• **What the task asks**: Copy word for word the part of the article on the Dr. Bob's ice cream shutdown from "California ice cream" to "have been disconnected.".

• **Excerpt to read**:
California ice cream manufacturer Dr. Bob’s has reportedly closed down operations after federal inspectors found Listeria monocytogenes in the production facility and finished product, spurring secondary recalls of five brands of high-dollar ice cream shipped across the country.
Repeated attempts to reach the company and its owner, Robert Small, have been unsuccessful since the operation was named in a Nov. 2 recall by AC Creamery of Anaheim, CA. Listed phone numbers for Dr. Bob’s have been disconnected.
As of Thursday, the Dr. Bob’s website and Facebook page were no longer accessible.
The Inland Valley Daily Bulletin reported Thursday evening that Small told reporter Neil Nisperos that he had closed his operation three weeks ago because of “business complications,” declining to provide additional details.
“We made the decision on our own to close, and we’re hoping under new ownership it will open again,” Small said according to the newspaper report.
The Dr. Bob’s operation, initially in Upland and more recently based in Pomona at the Los Angeles County Fairgrounds, produced its own branded ice creams, selling them at retailers and direct to consumers via the web.

• **Data to examine**:
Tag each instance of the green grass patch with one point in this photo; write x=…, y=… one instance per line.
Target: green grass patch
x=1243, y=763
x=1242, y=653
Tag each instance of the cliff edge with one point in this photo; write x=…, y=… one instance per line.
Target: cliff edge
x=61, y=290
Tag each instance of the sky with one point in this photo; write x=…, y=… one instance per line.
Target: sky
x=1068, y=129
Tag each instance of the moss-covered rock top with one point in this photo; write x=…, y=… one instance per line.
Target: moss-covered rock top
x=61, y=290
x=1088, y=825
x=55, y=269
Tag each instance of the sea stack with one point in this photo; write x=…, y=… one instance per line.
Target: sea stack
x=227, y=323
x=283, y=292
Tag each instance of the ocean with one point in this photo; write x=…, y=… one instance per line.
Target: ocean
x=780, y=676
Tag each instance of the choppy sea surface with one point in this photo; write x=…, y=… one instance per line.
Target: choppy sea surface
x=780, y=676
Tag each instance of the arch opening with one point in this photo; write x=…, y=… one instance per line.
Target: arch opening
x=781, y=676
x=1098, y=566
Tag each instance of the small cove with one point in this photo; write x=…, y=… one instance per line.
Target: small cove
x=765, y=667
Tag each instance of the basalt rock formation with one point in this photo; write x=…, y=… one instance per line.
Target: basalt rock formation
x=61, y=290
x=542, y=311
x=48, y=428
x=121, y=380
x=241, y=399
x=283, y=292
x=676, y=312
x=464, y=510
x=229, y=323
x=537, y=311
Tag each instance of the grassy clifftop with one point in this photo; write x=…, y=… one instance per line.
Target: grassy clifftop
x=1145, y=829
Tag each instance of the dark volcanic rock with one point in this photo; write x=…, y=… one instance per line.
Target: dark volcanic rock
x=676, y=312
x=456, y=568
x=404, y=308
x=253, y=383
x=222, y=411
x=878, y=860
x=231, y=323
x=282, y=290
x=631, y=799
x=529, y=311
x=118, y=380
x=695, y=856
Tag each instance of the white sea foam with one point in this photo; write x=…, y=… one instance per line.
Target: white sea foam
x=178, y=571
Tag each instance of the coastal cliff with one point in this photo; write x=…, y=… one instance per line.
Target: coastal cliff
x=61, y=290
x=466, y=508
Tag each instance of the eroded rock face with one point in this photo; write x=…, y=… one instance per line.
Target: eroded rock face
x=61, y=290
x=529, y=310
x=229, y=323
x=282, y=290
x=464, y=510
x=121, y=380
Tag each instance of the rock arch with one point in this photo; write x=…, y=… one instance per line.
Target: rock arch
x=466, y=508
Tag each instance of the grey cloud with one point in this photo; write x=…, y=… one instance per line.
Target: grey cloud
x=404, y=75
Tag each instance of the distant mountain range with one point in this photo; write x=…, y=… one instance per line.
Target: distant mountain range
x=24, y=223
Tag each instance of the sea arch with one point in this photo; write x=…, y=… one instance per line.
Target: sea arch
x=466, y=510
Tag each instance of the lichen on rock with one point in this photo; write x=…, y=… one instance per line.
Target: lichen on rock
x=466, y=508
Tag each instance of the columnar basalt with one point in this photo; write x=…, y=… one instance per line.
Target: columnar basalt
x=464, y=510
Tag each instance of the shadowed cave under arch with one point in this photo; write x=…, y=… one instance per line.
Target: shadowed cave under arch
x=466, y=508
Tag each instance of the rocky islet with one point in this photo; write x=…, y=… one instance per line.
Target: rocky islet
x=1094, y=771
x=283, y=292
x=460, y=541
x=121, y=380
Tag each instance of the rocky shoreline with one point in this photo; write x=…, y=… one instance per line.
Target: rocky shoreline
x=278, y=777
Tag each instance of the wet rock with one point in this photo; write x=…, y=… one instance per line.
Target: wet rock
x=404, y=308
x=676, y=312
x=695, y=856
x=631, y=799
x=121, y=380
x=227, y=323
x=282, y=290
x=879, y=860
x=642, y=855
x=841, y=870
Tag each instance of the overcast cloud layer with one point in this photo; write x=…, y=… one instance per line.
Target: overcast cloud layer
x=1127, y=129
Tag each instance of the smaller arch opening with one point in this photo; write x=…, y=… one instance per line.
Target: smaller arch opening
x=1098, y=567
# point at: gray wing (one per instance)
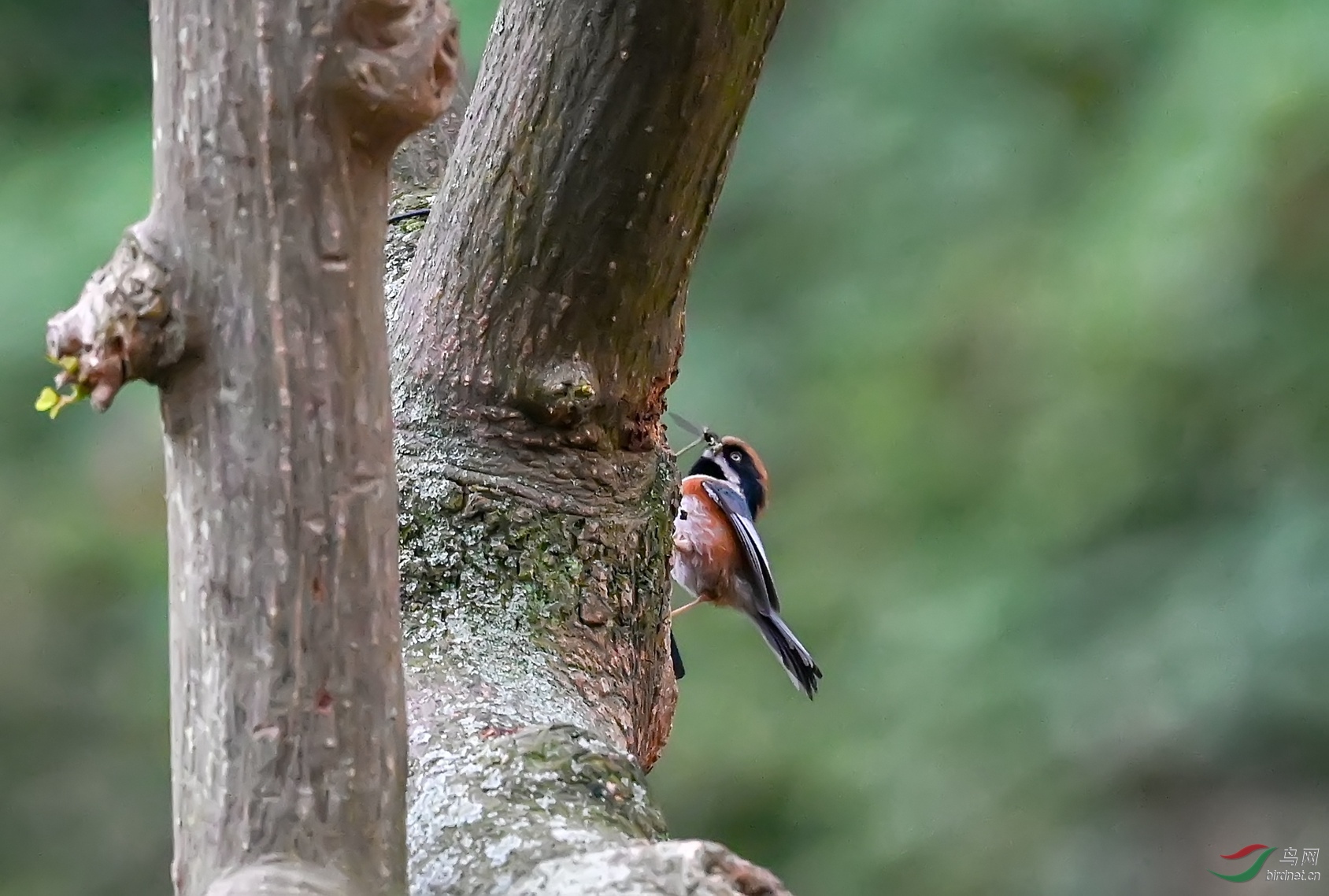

• **Solution to the problem**:
California ice cream manufacturer Dr. Bob’s has reportedly closed down operations after federal inspectors found Listeria monocytogenes in the production facility and finished product, spurring secondary recalls of five brands of high-dollar ice cream shipped across the country.
Repeated attempts to reach the company and its owner, Robert Small, have been unsuccessful since the operation was named in a Nov. 2 recall by AC Creamery of Anaheim, CA. Listed phone numbers for Dr. Bob’s have been disconnected.